- EXTRACT PROVIDED -
· · · · · · ·
- French: Deux actrices
- Directed by: Micheline Lanctôt
- Written by: Micheline Lanctôt
- Produced by: Micheline Lanctôt
- Starring: Pascale Bussières Pascale Paroissien François Delisle
- Cinematography: André Gagnon Jocelyn Simard
- Edited by: Emmanuelle Forget Micheline Lanctôt Pascale Paroissien
- Music by: Kate and Anna McGarrigle
- Production company: Stopfilm
- Distributed by: Alliance Atlantis
- Release date: 1993;
- Running time: 95 minutes
- Country: Canada
- Language: French

= Two Can Play (1993 film) =

Two Can Play (Deux actrices) is a Canadian drama film, directed by Micheline Lanctôt and released in 1993. The film stars Pascale Bussières and Pascale Paroissien as adult sisters meeting for the first time, not having previously known of each other's existence, and intersperses the dramatic storyline with scenes in which the actresses are interviewed about the process of building their characters.
· · · · · · ·
- PROBLEM REQUIREMENTS -
Answer these questions from the text on Two Can Play:
(a) Who wrote the film's music?
(b) How long is the film?
(c) What relationship do the characters played by Pascale Bussières and Pascale Paroissien have to each other?
· · · · · · ·
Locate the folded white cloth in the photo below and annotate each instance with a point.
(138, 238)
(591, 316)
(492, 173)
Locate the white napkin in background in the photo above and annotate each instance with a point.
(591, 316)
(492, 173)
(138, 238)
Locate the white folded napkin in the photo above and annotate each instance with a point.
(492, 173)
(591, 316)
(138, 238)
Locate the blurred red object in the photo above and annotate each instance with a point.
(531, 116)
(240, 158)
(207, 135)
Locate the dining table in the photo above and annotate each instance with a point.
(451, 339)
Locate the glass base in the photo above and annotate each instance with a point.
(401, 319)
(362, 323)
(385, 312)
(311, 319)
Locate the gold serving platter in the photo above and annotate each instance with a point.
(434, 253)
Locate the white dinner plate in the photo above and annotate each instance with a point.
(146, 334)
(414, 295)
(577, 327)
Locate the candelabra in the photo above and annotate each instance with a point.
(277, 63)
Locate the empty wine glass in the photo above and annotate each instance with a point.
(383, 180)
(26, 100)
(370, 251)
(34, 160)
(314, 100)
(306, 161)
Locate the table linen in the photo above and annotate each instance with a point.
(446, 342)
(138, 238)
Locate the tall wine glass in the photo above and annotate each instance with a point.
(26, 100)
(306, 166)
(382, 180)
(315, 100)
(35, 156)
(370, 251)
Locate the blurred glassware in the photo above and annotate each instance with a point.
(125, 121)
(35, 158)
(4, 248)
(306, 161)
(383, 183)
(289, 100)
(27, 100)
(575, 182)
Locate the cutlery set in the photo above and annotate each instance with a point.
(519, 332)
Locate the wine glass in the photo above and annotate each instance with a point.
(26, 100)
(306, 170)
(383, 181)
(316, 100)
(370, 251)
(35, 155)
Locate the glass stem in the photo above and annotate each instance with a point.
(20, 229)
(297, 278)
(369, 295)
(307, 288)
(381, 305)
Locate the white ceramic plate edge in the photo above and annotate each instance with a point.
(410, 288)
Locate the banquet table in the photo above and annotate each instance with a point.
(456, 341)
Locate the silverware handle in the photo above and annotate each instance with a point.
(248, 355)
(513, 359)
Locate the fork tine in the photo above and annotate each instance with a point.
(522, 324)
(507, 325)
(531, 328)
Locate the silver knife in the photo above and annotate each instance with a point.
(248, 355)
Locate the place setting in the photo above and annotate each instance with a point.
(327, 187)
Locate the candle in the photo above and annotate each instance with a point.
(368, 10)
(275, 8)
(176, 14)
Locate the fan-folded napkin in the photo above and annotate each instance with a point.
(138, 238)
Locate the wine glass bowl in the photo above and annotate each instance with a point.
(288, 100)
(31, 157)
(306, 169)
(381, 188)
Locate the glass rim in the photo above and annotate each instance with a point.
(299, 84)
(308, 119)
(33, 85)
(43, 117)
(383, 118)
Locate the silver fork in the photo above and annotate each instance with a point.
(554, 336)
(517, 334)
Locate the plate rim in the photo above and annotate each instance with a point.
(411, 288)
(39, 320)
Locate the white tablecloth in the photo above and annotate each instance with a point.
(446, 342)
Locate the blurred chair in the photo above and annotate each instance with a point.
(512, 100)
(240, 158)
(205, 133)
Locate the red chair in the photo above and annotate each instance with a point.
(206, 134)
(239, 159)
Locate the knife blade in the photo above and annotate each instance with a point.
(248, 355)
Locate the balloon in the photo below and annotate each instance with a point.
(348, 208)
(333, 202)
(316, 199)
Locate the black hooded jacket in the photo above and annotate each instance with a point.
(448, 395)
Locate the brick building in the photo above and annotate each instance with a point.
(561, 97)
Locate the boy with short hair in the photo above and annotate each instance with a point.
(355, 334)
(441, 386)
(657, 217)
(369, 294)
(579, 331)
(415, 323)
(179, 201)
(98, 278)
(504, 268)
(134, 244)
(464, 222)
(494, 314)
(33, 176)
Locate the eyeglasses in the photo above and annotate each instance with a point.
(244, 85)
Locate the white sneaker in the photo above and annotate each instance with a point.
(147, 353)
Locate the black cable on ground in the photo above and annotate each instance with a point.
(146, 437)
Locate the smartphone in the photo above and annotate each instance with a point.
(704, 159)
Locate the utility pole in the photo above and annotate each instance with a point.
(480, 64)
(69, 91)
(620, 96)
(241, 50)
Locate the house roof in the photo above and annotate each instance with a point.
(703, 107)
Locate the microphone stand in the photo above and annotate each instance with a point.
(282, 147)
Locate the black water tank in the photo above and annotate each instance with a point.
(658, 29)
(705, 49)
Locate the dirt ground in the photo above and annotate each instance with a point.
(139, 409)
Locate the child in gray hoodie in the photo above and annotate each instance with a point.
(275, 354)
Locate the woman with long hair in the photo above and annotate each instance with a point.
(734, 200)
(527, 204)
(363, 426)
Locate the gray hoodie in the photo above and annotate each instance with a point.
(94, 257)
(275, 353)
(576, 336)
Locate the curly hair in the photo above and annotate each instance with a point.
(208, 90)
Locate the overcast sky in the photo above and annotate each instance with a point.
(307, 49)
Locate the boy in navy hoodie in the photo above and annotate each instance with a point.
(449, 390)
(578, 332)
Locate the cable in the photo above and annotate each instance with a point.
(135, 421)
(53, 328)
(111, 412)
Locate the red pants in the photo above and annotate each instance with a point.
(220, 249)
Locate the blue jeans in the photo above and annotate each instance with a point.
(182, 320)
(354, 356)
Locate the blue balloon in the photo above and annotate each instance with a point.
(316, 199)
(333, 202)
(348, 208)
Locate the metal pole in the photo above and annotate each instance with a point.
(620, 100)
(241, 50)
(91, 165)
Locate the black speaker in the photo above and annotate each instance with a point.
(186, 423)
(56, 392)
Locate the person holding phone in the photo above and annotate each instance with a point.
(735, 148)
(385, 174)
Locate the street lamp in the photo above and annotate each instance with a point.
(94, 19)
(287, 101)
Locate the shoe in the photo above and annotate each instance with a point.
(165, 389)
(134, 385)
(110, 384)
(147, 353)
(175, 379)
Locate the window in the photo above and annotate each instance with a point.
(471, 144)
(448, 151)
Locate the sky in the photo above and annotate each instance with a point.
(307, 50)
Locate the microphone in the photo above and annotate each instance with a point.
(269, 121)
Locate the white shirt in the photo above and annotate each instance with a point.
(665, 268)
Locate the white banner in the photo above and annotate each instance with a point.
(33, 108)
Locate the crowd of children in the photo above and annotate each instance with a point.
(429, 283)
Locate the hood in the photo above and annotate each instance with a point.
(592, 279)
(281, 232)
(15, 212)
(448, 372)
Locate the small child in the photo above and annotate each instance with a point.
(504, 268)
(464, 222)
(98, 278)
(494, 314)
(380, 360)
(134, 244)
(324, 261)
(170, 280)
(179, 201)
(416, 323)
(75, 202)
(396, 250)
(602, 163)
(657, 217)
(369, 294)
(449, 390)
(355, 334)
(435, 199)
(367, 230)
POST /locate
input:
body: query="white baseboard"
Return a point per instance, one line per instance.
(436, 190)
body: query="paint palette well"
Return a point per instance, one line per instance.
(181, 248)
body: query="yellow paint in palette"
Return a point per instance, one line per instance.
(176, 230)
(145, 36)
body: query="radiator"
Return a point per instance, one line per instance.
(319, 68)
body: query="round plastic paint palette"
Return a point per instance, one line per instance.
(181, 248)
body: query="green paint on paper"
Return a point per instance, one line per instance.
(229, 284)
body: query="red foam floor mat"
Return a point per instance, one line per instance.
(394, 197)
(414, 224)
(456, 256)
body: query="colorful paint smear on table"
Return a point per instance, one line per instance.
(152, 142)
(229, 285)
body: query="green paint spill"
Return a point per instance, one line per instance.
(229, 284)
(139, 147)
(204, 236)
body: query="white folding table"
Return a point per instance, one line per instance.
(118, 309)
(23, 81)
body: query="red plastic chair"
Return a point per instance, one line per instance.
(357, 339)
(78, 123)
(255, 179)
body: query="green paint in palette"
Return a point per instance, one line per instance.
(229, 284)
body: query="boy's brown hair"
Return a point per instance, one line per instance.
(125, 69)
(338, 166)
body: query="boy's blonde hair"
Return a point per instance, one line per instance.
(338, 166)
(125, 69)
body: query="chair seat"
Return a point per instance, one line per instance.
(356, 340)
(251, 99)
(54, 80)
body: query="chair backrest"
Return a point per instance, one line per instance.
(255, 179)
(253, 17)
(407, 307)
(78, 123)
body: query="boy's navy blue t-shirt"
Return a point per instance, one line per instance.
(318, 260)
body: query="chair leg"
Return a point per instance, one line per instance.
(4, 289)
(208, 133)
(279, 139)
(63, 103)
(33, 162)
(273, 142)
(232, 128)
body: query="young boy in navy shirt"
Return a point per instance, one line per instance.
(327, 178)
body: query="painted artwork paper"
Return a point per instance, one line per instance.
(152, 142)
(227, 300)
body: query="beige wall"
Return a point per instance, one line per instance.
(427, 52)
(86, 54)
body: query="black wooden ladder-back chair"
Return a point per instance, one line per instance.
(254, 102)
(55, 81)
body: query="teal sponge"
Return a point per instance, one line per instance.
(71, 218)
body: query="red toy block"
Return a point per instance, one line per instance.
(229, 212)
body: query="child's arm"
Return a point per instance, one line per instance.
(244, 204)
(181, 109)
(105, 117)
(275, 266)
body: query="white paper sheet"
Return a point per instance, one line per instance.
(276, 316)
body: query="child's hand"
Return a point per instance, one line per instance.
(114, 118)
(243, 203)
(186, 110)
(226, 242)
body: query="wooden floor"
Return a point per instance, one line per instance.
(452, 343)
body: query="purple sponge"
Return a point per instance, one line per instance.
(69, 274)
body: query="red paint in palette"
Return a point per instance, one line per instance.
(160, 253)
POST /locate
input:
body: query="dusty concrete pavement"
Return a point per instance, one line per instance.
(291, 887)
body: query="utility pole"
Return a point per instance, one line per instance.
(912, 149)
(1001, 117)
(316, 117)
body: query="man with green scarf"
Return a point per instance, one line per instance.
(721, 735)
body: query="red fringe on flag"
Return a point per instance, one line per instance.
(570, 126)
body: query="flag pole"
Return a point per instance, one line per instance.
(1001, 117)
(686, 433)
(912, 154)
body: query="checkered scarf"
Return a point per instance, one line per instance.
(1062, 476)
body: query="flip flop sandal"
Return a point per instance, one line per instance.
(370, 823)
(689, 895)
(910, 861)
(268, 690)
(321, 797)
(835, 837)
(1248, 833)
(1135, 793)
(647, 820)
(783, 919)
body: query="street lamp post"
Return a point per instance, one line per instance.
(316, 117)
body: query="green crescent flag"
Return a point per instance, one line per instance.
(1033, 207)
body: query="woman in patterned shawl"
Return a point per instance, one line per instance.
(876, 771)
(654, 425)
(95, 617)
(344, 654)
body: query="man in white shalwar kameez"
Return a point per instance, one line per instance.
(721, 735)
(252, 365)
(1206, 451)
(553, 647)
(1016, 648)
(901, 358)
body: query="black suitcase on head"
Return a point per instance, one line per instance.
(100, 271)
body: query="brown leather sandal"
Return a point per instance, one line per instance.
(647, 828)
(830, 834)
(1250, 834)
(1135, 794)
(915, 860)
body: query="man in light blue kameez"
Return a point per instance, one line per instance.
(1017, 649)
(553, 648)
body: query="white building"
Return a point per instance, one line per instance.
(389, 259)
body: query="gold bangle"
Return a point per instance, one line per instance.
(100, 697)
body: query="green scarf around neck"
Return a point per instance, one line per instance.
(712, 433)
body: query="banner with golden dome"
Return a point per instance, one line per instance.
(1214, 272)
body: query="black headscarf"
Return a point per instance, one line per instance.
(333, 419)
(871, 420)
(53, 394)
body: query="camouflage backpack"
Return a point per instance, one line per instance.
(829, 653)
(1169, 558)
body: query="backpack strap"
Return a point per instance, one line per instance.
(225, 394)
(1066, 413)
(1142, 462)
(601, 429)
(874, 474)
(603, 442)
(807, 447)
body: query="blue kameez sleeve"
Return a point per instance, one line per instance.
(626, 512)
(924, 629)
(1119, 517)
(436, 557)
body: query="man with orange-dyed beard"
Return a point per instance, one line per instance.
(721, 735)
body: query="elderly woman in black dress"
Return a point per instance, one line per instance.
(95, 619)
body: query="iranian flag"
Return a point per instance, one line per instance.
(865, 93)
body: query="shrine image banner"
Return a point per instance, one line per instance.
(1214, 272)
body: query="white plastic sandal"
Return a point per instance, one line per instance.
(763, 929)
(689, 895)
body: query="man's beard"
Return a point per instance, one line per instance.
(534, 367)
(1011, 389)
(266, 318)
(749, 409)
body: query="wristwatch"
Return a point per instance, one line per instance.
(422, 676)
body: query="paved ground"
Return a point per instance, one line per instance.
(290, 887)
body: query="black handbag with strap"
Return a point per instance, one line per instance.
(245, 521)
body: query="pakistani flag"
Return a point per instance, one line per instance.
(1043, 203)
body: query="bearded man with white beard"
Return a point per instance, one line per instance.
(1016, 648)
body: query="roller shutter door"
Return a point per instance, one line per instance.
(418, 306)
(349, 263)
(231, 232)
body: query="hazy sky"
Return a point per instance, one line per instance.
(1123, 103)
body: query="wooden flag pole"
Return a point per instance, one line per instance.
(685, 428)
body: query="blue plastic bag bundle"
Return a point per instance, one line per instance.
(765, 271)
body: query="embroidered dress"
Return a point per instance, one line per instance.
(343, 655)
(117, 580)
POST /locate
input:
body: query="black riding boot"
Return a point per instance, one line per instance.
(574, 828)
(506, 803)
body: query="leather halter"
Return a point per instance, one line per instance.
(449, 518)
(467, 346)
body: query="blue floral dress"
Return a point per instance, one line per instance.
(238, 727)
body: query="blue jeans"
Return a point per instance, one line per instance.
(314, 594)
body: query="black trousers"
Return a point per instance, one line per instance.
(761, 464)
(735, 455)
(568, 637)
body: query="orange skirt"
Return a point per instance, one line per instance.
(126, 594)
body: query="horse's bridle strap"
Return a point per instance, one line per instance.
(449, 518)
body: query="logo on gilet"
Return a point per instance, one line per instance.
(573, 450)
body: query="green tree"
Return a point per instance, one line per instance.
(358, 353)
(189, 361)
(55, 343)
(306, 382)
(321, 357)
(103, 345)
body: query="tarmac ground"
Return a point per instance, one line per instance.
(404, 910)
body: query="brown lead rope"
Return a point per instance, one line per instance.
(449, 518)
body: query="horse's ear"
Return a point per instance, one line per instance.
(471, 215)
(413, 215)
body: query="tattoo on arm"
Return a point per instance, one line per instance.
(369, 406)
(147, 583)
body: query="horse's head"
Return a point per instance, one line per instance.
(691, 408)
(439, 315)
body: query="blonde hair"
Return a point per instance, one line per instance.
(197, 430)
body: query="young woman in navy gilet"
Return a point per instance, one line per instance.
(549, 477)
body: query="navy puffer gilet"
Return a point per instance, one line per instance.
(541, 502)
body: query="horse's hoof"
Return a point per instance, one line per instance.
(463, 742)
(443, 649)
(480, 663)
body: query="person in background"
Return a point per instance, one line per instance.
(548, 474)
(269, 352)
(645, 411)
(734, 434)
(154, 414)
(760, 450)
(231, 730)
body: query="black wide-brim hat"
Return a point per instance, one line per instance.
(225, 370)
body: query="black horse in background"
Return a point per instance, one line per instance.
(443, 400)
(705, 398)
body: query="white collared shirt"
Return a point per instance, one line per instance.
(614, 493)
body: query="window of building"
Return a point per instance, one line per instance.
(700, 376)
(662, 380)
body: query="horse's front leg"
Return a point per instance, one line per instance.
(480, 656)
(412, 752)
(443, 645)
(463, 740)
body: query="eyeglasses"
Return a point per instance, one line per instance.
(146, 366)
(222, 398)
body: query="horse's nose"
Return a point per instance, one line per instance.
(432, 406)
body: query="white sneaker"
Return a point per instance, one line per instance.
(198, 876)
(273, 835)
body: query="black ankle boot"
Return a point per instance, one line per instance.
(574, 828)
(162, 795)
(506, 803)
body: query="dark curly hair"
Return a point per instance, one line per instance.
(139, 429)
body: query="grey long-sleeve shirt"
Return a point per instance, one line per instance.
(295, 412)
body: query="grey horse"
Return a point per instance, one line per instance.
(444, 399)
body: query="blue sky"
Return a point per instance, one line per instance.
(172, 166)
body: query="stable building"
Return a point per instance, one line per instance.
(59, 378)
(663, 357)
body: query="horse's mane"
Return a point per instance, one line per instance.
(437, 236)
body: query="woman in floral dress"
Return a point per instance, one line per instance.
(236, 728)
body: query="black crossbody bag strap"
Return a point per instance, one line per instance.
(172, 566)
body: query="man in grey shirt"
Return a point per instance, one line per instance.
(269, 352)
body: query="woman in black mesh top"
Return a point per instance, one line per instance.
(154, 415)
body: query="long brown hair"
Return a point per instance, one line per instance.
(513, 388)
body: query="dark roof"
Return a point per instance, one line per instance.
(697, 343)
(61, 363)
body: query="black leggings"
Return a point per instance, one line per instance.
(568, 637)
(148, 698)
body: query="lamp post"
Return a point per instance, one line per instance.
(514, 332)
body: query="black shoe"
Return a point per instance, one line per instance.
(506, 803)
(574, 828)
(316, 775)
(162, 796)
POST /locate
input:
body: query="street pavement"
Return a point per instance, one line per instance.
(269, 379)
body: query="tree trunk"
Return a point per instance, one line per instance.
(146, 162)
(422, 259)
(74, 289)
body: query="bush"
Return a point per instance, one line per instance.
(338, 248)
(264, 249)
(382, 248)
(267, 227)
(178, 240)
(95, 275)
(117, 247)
· · · · · · ·
- ANSWER FOR THE TASK -
(a) Kate and Anna McGarrigle
(b) 95 minutes
(c) They are adult sisters who meet for the first time, not having previously known of each other's existence.